▸ **What you should do**
Some of the lines below need repeating. Reproduce exactly those between the lines holding "For the audit, pick out each instance of the yellow line" and "Target: crew member in white firesuit", inclusive.

Start of Excerpted records

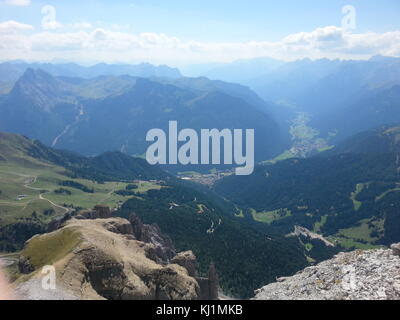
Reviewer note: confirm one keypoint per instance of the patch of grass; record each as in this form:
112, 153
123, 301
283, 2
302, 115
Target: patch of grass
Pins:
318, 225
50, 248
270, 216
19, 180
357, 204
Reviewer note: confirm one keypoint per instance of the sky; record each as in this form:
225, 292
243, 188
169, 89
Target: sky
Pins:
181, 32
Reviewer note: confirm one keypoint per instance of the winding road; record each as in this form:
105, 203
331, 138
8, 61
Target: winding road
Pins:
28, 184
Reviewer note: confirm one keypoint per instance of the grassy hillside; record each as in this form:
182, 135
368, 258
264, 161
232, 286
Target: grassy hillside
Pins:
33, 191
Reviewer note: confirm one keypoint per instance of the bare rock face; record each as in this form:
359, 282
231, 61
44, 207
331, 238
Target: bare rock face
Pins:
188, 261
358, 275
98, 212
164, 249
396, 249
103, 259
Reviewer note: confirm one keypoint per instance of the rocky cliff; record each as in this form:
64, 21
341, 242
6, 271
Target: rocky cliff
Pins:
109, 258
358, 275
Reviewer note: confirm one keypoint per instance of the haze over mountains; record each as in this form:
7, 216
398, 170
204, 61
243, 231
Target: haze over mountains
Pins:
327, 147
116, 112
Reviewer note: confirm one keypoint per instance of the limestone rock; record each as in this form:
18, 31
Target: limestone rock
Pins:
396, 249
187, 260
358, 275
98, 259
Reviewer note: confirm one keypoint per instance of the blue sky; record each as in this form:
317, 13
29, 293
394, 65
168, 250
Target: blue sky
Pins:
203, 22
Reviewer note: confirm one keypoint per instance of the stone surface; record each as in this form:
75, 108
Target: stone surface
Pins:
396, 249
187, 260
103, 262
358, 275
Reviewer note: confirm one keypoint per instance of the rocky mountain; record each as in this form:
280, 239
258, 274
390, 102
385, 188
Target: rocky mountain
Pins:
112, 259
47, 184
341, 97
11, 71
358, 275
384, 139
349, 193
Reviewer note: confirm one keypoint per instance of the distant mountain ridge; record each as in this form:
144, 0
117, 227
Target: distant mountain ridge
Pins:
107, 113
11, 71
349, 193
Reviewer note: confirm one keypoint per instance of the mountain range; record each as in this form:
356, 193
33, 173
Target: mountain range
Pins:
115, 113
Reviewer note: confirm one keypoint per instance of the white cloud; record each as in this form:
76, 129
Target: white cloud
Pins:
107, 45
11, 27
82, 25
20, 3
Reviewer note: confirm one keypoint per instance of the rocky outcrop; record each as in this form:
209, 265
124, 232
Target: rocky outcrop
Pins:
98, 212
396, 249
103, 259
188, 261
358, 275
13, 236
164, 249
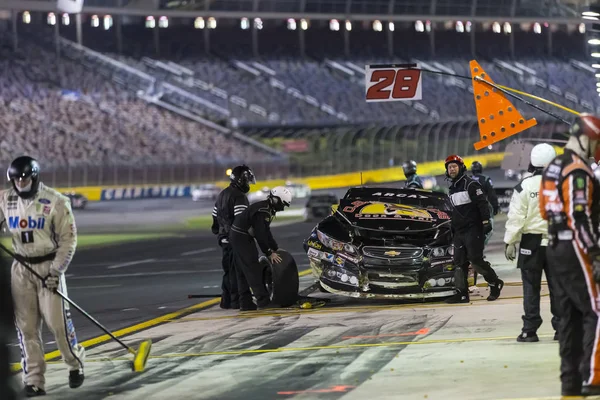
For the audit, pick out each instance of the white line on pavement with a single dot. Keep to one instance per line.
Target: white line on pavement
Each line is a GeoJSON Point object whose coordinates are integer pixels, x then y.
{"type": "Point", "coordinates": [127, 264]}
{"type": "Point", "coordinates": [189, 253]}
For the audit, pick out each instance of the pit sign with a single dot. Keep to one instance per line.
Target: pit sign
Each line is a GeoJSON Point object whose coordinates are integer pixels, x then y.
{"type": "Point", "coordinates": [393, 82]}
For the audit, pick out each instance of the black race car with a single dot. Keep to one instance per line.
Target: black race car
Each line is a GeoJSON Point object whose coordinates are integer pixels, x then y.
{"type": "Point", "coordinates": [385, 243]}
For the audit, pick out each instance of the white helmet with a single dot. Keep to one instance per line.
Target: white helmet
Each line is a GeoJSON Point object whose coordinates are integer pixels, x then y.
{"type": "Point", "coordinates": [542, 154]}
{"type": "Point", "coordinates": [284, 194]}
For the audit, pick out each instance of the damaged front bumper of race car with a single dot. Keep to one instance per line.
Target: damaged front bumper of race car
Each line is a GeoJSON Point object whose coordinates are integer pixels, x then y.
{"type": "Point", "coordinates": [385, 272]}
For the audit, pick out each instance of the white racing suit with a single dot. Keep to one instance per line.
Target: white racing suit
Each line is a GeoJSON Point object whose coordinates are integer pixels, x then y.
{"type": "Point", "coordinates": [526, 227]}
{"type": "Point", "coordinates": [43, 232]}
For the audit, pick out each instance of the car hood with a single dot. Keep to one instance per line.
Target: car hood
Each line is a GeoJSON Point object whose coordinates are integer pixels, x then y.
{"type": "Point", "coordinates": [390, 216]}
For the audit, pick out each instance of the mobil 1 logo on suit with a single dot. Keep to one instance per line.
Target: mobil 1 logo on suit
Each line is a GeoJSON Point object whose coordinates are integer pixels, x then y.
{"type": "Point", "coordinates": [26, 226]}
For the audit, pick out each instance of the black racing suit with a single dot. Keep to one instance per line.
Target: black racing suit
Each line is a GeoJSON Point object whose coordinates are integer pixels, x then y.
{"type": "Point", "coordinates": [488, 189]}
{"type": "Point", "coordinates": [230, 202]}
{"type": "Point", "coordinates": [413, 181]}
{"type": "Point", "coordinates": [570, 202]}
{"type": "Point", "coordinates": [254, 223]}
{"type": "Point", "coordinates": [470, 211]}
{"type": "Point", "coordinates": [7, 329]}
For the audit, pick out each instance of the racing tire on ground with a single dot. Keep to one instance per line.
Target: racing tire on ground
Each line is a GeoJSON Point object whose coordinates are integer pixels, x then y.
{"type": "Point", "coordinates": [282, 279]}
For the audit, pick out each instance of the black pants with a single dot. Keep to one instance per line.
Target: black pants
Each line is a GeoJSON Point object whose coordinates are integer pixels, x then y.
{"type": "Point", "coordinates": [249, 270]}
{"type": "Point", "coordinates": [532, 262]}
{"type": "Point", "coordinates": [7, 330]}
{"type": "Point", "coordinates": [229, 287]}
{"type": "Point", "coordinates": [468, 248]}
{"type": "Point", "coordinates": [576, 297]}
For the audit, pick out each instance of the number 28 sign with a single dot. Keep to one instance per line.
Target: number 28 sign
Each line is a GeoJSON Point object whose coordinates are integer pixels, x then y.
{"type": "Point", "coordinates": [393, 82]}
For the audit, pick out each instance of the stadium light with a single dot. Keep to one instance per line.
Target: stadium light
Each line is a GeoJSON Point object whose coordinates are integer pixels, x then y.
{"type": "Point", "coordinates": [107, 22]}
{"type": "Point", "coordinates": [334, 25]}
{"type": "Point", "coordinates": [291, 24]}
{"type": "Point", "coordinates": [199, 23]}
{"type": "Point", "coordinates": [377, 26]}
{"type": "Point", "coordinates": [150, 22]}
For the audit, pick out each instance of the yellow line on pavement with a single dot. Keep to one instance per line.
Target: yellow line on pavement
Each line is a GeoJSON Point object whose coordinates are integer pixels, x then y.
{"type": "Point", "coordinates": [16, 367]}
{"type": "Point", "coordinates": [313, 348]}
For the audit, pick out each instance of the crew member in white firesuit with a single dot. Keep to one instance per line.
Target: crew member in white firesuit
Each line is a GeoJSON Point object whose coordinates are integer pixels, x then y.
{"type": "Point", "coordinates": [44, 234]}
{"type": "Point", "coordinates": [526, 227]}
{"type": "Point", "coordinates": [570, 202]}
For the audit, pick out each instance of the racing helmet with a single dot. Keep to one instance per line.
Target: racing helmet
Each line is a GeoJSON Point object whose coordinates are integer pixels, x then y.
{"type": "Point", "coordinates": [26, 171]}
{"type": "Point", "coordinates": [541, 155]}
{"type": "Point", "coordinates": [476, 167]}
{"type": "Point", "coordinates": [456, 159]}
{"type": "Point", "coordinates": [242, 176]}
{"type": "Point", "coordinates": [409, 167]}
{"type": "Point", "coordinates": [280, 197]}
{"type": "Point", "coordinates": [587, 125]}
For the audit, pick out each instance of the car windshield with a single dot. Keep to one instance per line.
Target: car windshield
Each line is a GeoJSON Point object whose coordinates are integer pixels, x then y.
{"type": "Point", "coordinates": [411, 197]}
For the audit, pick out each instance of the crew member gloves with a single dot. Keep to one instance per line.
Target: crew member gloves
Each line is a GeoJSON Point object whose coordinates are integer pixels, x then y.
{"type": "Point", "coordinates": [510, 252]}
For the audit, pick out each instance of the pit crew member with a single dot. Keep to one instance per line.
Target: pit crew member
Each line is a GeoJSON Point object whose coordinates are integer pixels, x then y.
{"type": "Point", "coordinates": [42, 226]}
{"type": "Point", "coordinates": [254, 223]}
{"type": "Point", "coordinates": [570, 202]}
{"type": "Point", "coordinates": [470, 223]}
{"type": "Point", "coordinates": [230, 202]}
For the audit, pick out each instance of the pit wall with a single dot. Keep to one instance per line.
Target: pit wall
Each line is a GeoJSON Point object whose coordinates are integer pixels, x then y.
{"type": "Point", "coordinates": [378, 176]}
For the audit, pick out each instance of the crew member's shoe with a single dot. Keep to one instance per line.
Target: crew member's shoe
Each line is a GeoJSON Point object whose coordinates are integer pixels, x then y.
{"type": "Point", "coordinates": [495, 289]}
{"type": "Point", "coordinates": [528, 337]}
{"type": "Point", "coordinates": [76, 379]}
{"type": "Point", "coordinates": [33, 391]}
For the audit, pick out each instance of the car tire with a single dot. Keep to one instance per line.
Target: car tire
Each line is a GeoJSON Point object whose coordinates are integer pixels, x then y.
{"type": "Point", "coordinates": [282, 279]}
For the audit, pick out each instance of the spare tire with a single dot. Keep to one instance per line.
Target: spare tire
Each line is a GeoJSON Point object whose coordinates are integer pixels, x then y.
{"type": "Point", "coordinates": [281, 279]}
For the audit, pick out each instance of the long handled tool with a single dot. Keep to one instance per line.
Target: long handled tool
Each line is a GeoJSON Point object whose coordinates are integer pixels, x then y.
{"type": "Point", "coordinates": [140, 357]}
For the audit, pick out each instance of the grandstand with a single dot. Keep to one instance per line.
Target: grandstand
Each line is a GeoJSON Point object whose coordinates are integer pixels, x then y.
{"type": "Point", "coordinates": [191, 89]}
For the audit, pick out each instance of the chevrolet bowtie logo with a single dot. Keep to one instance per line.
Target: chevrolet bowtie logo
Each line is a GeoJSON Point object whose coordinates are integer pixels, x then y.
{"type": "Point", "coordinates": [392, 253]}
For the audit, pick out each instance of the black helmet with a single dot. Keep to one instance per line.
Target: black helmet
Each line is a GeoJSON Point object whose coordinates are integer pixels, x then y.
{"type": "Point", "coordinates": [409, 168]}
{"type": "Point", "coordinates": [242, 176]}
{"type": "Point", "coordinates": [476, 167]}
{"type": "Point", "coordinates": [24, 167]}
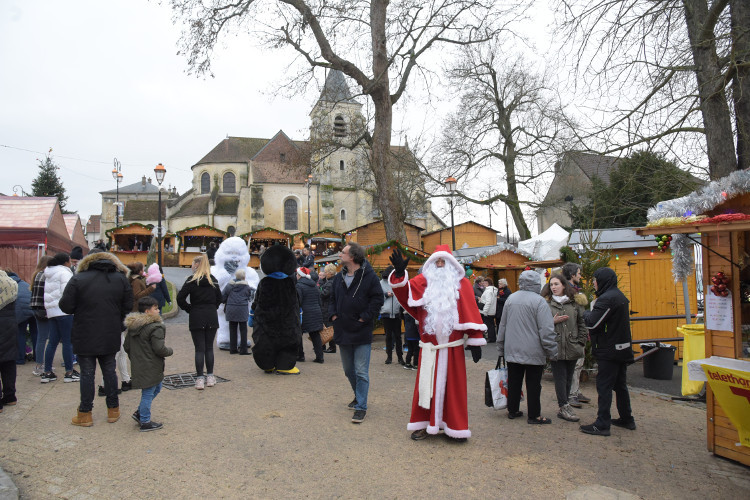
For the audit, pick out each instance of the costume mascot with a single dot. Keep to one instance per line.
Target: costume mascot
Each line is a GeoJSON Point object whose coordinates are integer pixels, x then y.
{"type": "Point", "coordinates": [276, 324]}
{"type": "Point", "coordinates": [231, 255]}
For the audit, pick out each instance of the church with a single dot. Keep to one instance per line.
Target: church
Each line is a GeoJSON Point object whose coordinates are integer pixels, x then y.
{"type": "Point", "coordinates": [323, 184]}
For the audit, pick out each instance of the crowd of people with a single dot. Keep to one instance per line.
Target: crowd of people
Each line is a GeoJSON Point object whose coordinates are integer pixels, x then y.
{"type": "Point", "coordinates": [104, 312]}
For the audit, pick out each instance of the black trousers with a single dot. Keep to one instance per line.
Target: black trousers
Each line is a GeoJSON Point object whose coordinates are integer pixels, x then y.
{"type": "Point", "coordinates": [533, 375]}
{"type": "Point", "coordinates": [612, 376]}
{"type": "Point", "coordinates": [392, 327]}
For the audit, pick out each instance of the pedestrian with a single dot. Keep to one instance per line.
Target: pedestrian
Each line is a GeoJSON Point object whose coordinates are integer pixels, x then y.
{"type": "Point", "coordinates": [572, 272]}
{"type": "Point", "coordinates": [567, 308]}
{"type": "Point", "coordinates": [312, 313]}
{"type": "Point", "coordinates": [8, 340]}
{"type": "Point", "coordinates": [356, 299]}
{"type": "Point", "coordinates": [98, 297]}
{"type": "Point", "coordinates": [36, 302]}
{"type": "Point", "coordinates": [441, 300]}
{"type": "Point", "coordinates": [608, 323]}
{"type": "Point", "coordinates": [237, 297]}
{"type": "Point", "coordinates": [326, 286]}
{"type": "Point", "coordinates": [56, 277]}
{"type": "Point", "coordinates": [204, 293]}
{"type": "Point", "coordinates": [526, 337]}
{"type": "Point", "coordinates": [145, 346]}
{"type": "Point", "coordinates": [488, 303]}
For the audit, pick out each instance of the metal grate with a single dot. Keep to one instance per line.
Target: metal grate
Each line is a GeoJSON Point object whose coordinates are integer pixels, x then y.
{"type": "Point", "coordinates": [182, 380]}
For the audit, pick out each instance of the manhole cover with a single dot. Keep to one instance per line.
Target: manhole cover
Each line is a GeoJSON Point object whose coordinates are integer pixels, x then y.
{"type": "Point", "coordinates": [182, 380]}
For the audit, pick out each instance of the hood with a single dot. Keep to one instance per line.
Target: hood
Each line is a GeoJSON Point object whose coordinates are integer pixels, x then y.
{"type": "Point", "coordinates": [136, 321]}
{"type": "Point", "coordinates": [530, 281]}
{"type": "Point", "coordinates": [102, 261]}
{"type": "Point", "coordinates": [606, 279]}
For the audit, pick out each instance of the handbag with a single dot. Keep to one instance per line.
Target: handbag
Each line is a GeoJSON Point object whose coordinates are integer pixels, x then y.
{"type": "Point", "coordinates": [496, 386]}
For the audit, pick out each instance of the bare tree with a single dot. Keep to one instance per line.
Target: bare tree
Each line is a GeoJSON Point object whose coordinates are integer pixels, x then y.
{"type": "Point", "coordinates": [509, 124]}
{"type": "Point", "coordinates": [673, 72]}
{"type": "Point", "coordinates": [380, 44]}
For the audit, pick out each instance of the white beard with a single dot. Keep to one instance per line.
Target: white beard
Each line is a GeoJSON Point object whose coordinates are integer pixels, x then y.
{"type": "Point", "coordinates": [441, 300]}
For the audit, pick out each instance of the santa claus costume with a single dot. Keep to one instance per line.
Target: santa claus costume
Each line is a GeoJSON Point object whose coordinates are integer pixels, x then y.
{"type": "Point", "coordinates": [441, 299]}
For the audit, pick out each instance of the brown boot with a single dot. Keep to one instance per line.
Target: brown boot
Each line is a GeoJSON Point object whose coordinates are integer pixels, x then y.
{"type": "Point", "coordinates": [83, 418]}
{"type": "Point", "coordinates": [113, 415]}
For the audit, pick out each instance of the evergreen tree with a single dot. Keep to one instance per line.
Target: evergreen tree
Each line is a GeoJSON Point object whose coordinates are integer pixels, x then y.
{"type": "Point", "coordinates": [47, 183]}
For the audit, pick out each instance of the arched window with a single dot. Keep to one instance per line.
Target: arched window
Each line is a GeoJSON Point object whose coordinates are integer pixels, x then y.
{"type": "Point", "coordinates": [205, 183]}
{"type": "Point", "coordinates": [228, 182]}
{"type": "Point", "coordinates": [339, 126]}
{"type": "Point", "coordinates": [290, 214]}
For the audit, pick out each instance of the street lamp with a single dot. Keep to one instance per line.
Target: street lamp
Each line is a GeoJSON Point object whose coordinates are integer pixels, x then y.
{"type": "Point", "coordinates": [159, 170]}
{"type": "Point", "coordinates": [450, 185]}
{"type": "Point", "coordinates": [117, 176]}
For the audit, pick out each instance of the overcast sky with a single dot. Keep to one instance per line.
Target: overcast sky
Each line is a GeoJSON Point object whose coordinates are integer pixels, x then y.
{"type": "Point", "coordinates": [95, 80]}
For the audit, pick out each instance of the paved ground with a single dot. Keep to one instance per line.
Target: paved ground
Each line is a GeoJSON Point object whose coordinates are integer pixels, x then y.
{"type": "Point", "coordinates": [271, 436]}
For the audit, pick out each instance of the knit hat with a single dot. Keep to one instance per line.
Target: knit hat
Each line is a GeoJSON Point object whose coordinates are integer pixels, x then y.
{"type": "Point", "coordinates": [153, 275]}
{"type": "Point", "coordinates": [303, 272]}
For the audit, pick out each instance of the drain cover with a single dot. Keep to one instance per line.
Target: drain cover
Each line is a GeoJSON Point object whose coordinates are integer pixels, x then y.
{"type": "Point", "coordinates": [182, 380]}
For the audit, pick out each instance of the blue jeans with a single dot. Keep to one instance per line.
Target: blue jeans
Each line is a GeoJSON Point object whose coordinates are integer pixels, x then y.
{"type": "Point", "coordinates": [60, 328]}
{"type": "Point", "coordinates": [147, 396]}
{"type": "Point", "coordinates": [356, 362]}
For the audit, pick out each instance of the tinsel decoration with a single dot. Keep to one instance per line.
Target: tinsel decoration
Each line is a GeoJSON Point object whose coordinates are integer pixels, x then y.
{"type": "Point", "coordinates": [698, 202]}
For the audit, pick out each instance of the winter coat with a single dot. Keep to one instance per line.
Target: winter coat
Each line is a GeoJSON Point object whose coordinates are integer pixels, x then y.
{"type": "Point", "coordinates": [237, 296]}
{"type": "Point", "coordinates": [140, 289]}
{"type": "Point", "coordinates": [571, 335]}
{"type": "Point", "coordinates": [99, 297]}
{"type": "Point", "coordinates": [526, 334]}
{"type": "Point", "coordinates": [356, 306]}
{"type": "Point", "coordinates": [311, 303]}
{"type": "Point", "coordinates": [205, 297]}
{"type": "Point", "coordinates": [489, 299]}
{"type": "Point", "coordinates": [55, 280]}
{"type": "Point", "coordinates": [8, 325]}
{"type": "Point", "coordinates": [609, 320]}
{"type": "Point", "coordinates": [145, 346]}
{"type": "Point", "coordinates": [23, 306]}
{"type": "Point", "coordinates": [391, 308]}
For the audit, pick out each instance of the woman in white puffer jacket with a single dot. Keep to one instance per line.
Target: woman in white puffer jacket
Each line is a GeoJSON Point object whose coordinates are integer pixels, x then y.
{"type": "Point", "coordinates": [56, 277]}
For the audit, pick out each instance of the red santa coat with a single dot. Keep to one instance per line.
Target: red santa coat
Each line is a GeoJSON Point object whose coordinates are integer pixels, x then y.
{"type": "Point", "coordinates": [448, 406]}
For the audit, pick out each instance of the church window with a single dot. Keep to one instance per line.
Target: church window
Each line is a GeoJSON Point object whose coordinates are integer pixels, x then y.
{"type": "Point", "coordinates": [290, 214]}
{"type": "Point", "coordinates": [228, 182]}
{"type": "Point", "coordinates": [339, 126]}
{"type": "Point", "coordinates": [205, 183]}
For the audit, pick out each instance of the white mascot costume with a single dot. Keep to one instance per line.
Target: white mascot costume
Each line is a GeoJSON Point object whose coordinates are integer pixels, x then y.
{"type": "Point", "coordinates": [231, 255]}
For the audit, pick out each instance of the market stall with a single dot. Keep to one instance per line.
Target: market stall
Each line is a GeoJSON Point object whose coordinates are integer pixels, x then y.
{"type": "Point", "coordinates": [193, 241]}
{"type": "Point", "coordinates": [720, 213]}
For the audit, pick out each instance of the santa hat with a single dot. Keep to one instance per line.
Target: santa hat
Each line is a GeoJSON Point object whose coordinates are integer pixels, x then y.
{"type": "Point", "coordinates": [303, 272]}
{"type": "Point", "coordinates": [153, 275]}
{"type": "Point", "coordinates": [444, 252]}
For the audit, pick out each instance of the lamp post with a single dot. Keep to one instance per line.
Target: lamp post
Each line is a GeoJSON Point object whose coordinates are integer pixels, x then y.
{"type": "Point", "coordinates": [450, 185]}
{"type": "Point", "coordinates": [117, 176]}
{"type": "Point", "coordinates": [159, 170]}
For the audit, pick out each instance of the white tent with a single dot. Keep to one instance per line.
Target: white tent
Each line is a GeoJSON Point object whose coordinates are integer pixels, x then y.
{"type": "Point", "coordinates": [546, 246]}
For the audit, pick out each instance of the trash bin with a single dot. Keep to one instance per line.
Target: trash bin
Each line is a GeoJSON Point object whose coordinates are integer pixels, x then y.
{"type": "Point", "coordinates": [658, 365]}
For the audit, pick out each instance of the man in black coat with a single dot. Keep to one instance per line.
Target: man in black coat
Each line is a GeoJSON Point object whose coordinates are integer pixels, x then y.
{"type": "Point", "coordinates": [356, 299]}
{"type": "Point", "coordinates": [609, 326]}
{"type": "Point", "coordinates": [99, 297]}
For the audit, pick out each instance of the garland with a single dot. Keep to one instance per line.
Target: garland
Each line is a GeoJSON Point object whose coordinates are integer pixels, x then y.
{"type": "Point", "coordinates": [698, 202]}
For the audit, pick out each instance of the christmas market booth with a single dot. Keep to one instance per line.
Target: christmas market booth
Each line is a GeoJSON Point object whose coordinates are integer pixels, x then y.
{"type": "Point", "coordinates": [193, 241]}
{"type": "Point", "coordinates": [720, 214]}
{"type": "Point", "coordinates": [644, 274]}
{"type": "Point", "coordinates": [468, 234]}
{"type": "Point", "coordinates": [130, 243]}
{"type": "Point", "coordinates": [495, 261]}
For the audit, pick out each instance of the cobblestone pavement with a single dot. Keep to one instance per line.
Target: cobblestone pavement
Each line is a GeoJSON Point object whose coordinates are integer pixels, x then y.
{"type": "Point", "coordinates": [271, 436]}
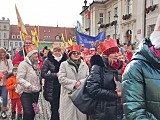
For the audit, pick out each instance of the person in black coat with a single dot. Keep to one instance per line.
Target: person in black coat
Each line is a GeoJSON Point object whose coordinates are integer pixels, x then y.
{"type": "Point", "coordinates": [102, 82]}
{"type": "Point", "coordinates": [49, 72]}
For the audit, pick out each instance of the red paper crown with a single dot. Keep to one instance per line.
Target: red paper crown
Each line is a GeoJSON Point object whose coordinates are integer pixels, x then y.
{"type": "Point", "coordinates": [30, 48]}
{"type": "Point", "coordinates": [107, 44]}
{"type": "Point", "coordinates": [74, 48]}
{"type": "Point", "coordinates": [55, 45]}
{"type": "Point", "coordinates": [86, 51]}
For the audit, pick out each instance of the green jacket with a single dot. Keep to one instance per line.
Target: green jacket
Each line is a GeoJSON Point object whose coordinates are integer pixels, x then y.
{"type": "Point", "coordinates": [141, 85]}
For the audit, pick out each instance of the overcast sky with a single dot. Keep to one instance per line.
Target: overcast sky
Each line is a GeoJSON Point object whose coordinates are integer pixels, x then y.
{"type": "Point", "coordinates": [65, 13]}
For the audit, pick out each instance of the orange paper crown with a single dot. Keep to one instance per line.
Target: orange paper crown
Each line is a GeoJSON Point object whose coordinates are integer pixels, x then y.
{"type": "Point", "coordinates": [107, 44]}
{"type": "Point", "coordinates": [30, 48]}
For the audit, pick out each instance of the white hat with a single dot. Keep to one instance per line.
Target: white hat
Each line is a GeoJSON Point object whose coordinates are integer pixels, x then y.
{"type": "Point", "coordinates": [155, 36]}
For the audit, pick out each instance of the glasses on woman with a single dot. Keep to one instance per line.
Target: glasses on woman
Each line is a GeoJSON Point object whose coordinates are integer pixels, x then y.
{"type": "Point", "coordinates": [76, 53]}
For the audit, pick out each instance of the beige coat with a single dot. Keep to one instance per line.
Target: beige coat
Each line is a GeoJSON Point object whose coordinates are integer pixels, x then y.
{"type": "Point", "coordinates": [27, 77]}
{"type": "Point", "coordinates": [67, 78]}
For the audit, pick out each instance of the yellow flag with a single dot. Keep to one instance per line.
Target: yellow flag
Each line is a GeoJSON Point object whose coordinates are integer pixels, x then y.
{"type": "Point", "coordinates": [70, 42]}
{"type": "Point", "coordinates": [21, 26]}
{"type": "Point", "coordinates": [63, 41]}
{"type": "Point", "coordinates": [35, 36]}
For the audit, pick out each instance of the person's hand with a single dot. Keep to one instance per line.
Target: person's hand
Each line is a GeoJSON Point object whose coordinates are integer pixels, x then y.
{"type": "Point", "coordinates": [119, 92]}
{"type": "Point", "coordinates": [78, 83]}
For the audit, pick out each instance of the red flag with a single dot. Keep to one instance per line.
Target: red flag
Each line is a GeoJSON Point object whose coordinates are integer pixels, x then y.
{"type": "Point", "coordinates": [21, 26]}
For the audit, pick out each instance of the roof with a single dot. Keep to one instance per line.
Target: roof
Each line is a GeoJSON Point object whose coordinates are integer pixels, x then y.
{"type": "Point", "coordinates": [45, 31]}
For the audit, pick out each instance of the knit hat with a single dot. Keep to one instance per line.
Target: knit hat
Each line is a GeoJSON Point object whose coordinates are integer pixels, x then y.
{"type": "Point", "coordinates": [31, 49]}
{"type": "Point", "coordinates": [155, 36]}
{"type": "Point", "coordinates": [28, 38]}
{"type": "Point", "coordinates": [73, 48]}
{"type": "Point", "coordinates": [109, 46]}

End of Excerpted records

▸ **Response area**
For the audit, pick out each instance of the yellow line on pavement with a single dot. Keep to one instance per line.
Target: yellow line on pavement
Each line is a GeoJSON Point object whose coordinates are integer pixels, x then y.
{"type": "Point", "coordinates": [16, 367]}
{"type": "Point", "coordinates": [313, 348]}
For the audit, pick out each instance of the crew member in white firesuit with a single dot. Keep to one instance per line.
Target: crew member in white firesuit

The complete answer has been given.